---- Passage présenté

En raison de ce manquement, la commission des marchés aurait dû déclarer l’offre de DMP non conforme.

Au regard de tous ces manquements, TRIPLE A sollicite l’annulation de l’attribution provisoire du lot 3 à DMP.

SUR LES MOTIFS DONNES PAR L’AUTORITE CONTRACTANTE 

En réponse aux griefs de TRIPLE A, le COUD soutient que le marché a été attribué dans le respect des critères de qualification arrêtés dans le DAO et des dispositions du Code des marchés publics.

En effet, au terme de l’évaluation, les candidats DMP et TRIPLE A ont été déclarés conformes et considérés comme ayant rempli les critères de qualification, mais ont proposé le même prix.

Cependant, sur la base de son expérience et des moyens logistiques qu’il a présentés, la commission des marchés avait jugé DMP plus apte à exécuter le marché et l’avait choisi comme attributaire.

Toutefois, au regard du rapport d’analyse des offres, la DCMP a demandé à  la commission, par lettre du 18 janvier 2013, de départager les deux candidats, en leur demandant de proposer, sous pli fermé, un rabais.

--------

• [Ce qui est demandé]:
A – Dans l'extrait sur l'attribution du lot 3, à quelle date la DCMP a-t-elle écrit à la commission pour lui demander de départager les deux candidats ?
B – Recopiez mot pour mot l'extrait sur l'attribution du lot 3, depuis « Au regard de » jusqu'à « choisi comme attributaire. » inclus.
C – Poursuivez l'extrait sur l'attribution du lot 3 au point où il s'arrête.

---- Entrées extraites

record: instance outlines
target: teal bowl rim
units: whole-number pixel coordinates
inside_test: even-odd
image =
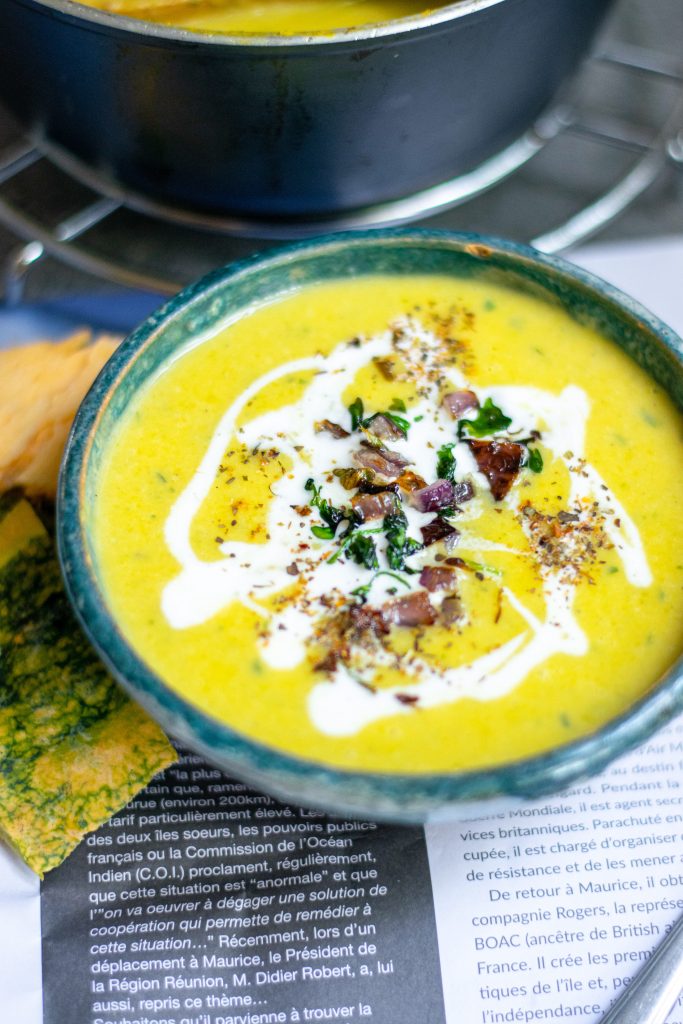
[[[258,274],[298,257],[310,258],[343,247],[446,248],[482,260],[499,255],[541,271],[588,295],[650,335],[650,343],[673,355],[683,377],[683,341],[647,309],[594,274],[555,256],[515,242],[452,231],[388,229],[326,236],[280,247],[213,270],[165,303],[122,342],[83,400],[74,421],[59,475],[57,544],[67,591],[90,641],[123,686],[188,746],[223,770],[281,799],[322,807],[332,813],[394,821],[426,821],[485,810],[492,798],[535,799],[593,775],[640,744],[683,710],[683,656],[625,713],[595,732],[546,753],[465,772],[384,773],[351,771],[283,753],[231,729],[171,689],[135,652],[106,607],[95,579],[81,517],[81,495],[100,408],[125,378],[139,352],[169,321],[209,293],[245,275]],[[538,274],[537,274],[538,276]],[[273,295],[282,294],[274,291]],[[219,318],[223,323],[225,316]],[[645,370],[647,373],[647,370]],[[666,384],[663,385],[666,390]],[[674,399],[675,400],[675,399]],[[681,402],[678,402],[681,406]],[[475,805],[474,807],[472,805]]]

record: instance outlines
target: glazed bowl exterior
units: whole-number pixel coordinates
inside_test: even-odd
[[[623,348],[683,409],[683,342],[635,301],[559,259],[514,243],[427,231],[335,236],[288,247],[216,270],[185,289],[106,364],[78,413],[62,463],[57,500],[61,566],[81,623],[112,672],[172,735],[226,772],[331,812],[397,821],[471,816],[564,788],[644,741],[683,709],[683,663],[595,734],[538,757],[472,772],[346,771],[260,744],[174,692],[119,629],[93,546],[98,475],[112,430],[169,358],[254,304],[308,284],[372,273],[469,276],[559,304]]]
[[[301,218],[403,198],[516,140],[611,0],[460,0],[312,36],[210,36],[2,0],[0,98],[40,146],[185,207]]]

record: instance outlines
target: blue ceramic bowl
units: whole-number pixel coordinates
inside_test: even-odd
[[[599,771],[683,709],[682,663],[593,735],[527,760],[445,774],[330,768],[247,738],[178,696],[155,674],[130,646],[108,606],[92,542],[92,515],[115,421],[188,339],[239,316],[254,303],[308,284],[415,272],[486,279],[559,303],[615,342],[683,409],[681,340],[628,296],[584,270],[525,246],[472,234],[401,230],[335,236],[216,270],[134,331],[81,406],[58,494],[61,566],[83,628],[114,675],[162,726],[229,774],[278,797],[331,812],[405,822],[464,817],[484,810],[482,805],[498,809]]]

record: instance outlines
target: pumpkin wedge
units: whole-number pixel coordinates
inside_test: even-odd
[[[0,499],[0,836],[43,876],[176,754],[81,633],[51,538]]]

--------

• [Réponses par tâche]:
A – Le 18 janvier 2013.

B –
Au regard de tous ces manquements, TRIPLE A sollicite l’annulation de l’attribution provisoire du lot 3 à DMP.

SUR LES MOTIFS DONNES PAR L’AUTORITE CONTRACTANTE 

En réponse aux griefs de TRIPLE A, le COUD soutient que le marché a été attribué dans le respect des critères de qualification arrêtés dans le DAO et des dispositions du Code des marchés publics.

En effet, au terme de l’évaluation, les candidats DMP et TRIPLE A ont été déclarés conformes et considérés comme ayant rempli les critères de qualification, mais ont proposé le même prix.

Cependant, sur la base de son expérience et des moyens logistiques qu’il a présentés, la commission des marchés avait jugé DMP plus apte à exécuter le marché et l’avait choisi comme attributaire.

C –
S’étant réunie de nouveau le 25 janvier 2013, la commission des marché a constaté que DMP a proposé un rabais, alors que TRIPLE A n’en avait pas fait. C’est sur cette base que le marché a été attribué à DMP.

S’agissant de la demande d’éclaircissement, elle a été faite en application de l’article 44 du Code des marchés publics.

En ce qui concerne le critère de qualification relatif à la maîtrise des règles d’hygiène et de salubrité, malgré son importance, il ne peut à lui seul déterminer l’attribution d’un marché, comme semble le dire TRIPLE A.

Relativement au critère lié à la capacité financière, le COUD souligne que les deux candidats avaient produit une capacité financière (pas de ligne de crédit proposé). Toutefois, celle de DMP était plus crédible que celle de TRIPLE A qui ne donnait aucune garantie quant à la volonté de la banque d’accompagner son client.

Du reste, TRIPLE A a été invité par lettre n° 12/559 du 31 décembre 2012, au même titre que les autres candidats, à prouver l’existence de moyens additionnels.

La cohérence dans sa démarche aurait voulu qu’il s’abstînt de répondre à la demande de complément de dossiers qui lui a été adressée.

En conclusion, le COUD estime que l’évaluation des offre a respecté l’équité et la transparence 

L’OBJET DU LITIGE

Il résulte des faits, motifs et constatations faites par les parties que le litige porte sur la qualification de DMP et la conformité de son offre.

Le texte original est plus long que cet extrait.